Excerpt:
* * * * * * * * *
Estonian political theorist and intellectual historian

Eva Piirimäe (née Mikelsaar; born 19 June 1974) is an Estonian political theorist and intellectual historian. She is a professor of political theory at the Johan Skytte Institute of Political Studies at the University of Tartu, and serves as programme director for political science. Since September 2024, she has been professor of political theory and head of the doctoral specialisation in political science.

== Academic career ==
Piirimäe received her PhD from the University of Cambridge in 2006 with a dissertation titled Thomas Abbt (1738–1766) and the Philosophical Genesis of German Nationalism, supervised by István Hont.

=== Visiting appointments and academic service ===
Piirimäe was a Visiting Scholar at the Minda de Gunzburg Center for European Studies at Harvard University (September–November 2016).
She was also Juris Padegs Visiting Associate Professor at Yale University (academic year 2016–17).

=== Research ===
Piirimäe’s research focuses on the history of political thought, including theories of nationalism, sovereignty, and self-determination.
Her monograph Herder and Enlightenment Politics (Cambridge University Press, 2023) examines Johann Gottfried Herder’s political thought in the context of eighteenth-century debates on commerce, peace, and reform. The book has been reviewed in academic venues including History of European Ideas.

== Awards and honours ==
- 2025: Baltic Assembly Prize in Science (for Herder and Enlightenment Politics).
- Winner (2023): István Hont Book Prize (announced 2024) (for Herder and Enlightenment Politics).

== In the media ==
Piirimäe has been cited in Estonian public media in her capacity as a professor of political theory at the University of Tartu, including commentary related to academic publishing and open access.
* * * * * * * * *
Assignment:
Could you write out the part of the Eva Piirimäe profile that opens with the words containing "Her monograph Herder" and closes with "and open access.", swapping "academic venues" for "scholarly journals"? These rows have no connection to the Eva Piirimäe profile.

Saved entries:
* * * * * * * * *
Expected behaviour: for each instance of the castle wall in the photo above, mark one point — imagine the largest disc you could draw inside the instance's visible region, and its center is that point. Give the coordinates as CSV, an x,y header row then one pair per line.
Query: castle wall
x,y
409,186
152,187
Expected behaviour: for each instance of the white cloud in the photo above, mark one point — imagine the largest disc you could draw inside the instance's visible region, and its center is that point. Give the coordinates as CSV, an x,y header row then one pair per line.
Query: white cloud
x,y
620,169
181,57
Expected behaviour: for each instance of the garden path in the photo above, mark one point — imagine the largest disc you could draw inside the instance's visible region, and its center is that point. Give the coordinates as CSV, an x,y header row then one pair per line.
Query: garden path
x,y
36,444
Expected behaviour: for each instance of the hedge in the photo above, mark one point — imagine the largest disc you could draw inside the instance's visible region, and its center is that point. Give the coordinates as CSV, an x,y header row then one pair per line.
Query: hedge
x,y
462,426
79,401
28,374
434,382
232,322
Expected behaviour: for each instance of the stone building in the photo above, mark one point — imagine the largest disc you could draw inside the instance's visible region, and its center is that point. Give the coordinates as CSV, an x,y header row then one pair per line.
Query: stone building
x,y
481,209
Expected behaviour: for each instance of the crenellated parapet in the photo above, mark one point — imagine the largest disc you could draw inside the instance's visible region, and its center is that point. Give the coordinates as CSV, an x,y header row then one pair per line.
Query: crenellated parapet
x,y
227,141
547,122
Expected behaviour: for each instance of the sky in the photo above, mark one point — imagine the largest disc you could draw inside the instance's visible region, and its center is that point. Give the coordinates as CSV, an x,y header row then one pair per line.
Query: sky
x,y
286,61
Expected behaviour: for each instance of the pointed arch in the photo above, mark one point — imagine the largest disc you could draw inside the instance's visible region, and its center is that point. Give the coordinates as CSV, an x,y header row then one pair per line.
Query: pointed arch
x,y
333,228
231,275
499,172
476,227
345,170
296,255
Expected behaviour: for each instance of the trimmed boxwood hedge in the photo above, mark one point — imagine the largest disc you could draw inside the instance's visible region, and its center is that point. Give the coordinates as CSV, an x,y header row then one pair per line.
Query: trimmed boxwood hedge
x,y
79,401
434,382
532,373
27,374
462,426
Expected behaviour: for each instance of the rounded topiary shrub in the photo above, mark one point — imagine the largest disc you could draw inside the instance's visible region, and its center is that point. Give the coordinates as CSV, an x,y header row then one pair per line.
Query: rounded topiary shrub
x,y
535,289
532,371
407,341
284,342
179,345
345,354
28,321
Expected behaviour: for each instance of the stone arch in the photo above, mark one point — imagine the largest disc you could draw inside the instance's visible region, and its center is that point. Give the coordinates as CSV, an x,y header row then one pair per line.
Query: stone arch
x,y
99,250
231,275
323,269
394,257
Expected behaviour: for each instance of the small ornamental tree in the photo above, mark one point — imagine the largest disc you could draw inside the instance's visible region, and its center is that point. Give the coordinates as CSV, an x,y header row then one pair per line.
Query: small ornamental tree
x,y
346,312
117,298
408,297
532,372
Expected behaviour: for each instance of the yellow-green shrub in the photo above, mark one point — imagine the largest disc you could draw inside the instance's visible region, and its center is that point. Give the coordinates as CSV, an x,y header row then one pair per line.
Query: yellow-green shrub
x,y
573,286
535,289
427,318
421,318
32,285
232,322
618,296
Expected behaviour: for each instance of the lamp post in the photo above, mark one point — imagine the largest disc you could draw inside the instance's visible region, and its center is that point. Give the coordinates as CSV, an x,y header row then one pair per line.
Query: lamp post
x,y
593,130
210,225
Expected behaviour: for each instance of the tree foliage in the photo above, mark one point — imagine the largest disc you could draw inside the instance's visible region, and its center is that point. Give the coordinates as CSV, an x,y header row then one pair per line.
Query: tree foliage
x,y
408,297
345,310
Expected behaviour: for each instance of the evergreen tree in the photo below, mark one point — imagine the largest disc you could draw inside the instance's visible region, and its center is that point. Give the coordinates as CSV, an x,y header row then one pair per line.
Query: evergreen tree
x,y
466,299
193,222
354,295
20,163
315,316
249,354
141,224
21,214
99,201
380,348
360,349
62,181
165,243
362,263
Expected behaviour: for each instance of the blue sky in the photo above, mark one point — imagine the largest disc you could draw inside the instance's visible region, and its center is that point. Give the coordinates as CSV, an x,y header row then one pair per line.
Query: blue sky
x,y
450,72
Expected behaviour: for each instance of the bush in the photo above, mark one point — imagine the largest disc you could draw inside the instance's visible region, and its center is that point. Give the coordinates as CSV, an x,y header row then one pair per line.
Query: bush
* * * * * * * * *
Result of this task:
Her monograph Herder and Enlightenment Politics (Cambridge University Press, 2023) examines Johann Gottfried Herder’s political thought in the context of eighteenth-century debates on commerce, peace, and reform. The book has been reviewed in scholarly journals including History of European Ideas.

== Awards and honours ==
- 2025: Baltic Assembly Prize in Science (for Herder and Enlightenment Politics).
- Winner (2023): István Hont Book Prize (announced 2024) (for Herder and Enlightenment Politics).

== In the media ==
Piirimäe has been cited in Estonian public media in her capacity as a professor of political theory at the University of Tartu, including commentary related to academic publishing and open access.